- Input data -

★ ★ ★ ★ ★ ★ ★

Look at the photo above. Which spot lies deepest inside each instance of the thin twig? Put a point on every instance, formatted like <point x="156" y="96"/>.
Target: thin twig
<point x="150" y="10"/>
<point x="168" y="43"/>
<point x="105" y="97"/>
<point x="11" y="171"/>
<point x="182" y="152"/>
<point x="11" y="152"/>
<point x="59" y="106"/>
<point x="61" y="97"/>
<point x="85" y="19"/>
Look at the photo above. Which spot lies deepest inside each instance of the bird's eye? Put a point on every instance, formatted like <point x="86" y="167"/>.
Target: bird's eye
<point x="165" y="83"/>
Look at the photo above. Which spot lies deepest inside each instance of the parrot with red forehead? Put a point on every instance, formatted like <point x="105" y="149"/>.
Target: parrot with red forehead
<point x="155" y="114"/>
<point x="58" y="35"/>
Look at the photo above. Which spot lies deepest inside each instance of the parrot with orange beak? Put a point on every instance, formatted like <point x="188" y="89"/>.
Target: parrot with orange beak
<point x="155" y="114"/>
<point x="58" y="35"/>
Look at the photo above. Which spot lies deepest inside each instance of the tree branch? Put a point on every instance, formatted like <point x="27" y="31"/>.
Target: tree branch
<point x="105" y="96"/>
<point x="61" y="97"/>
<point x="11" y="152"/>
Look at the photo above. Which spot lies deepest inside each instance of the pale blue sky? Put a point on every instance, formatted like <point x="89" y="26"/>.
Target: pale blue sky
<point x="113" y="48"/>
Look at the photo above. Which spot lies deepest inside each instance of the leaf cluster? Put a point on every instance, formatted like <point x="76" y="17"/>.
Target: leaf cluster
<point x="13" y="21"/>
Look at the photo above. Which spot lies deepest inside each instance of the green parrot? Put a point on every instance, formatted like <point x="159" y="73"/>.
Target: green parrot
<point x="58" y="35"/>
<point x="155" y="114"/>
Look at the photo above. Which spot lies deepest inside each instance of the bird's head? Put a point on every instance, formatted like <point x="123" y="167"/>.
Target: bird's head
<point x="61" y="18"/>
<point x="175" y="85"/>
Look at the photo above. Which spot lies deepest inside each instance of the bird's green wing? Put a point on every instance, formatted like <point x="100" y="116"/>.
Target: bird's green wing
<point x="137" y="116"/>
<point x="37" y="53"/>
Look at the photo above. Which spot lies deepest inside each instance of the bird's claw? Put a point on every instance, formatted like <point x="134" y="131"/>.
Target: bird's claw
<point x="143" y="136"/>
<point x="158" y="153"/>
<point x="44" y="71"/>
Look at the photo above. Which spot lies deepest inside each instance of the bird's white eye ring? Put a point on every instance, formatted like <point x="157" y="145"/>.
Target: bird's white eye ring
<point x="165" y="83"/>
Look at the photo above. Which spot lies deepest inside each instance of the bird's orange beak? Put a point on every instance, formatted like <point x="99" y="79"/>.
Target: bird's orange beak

★ ★ ★ ★ ★ ★ ★

- Requirements -
Rescale the material between the line holding "of the tree" and the end of the material, inclusive: write those lines out again, requests included, and multiply every point coordinate in the answers by 1.85, rounding to whole numbers with halves going up. Keep the numbers in the requests, including their format samples, unchanged.

- Complete answer -
Look at the photo above. Which spot lies deepest inside each instance of the tree branch? Put a point on every instance, formatted like <point x="27" y="31"/>.
Target: tree branch
<point x="194" y="178"/>
<point x="113" y="179"/>
<point x="20" y="281"/>
Look at the photo above. Which spot lies deepest inside each instance of the pale blue sky? Put a point on every instance, formatted like <point x="89" y="26"/>.
Target: pale blue sky
<point x="209" y="89"/>
Look at the photo above. Which spot lies deepest inside each instance of the leaf cluster? Put a point on every instance, formatted like <point x="76" y="17"/>.
Target: leaf cluster
<point x="24" y="39"/>
Look at the photo above. Which spot lies deepest inside each instance of the green parrot? Put a point on every instance, formatted like <point x="159" y="73"/>.
Target: green parrot
<point x="107" y="65"/>
<point x="287" y="211"/>
Look at the photo above. Which spot lies deepest inside each instance of the bird's head? Put a point on every instance, formatted like <point x="123" y="167"/>.
Target: bird's head
<point x="113" y="33"/>
<point x="324" y="157"/>
Look at the photo above. Which spot lies deepest inside each instance of the bird's green wing? Put a point on every instance, formatted like <point x="100" y="116"/>.
Target: bird's green wing
<point x="253" y="215"/>
<point x="68" y="98"/>
Look at the photo above. Which spot lies deepest inside each instance of the bird's claw? Put a point on every instance, formatted like <point x="134" y="131"/>.
Target: bird's claw
<point x="265" y="252"/>
<point x="292" y="283"/>
<point x="81" y="131"/>
Look at the photo above. Which spot lies deepest inside each instance of the bird's white eye ring? Put a point on every instance, formatted like <point x="157" y="145"/>.
Target: bird's white eye ring
<point x="305" y="154"/>
Look at the photo above. Which spot lies deepest inside each instance of the bird's orange beak? Put a point on every instance, formatted like <point x="99" y="79"/>.
Target: bird's orange beak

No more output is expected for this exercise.